** Opening THE RECORDS block **

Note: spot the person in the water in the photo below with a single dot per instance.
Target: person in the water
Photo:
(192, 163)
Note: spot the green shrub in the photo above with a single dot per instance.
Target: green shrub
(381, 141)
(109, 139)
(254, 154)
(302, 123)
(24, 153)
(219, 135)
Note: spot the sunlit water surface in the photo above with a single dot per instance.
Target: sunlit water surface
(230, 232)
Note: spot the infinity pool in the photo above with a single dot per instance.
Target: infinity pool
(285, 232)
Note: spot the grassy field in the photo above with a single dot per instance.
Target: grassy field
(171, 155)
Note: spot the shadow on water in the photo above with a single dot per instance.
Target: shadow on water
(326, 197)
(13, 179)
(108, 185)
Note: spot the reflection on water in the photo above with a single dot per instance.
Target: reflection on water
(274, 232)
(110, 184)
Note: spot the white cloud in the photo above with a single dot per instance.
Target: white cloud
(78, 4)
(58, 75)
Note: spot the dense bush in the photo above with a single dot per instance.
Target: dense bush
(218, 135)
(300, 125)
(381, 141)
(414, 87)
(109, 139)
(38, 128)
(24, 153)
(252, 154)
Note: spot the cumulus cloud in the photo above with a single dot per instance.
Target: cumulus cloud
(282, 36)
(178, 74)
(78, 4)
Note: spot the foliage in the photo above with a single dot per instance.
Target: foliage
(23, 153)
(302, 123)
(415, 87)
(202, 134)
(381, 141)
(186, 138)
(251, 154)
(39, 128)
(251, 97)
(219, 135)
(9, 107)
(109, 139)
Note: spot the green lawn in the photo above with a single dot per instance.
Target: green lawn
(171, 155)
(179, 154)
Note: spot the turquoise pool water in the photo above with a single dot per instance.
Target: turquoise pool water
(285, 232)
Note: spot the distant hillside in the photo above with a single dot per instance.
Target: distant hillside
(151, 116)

** Closing THE RECORDS block **

Beginning with the line above that contains "Note: spot the green shrub", copy each line exactly up to and including the line that contains "Note: spot the sunlit", and go no further.

> **THE ANSWER**
Note: spot the green shrub in the photo above with a single dot per instance.
Target: green shrub
(381, 141)
(109, 139)
(254, 154)
(302, 123)
(24, 153)
(219, 135)
Note: spot the sunlit water surface in the photo above with a single dot per instance.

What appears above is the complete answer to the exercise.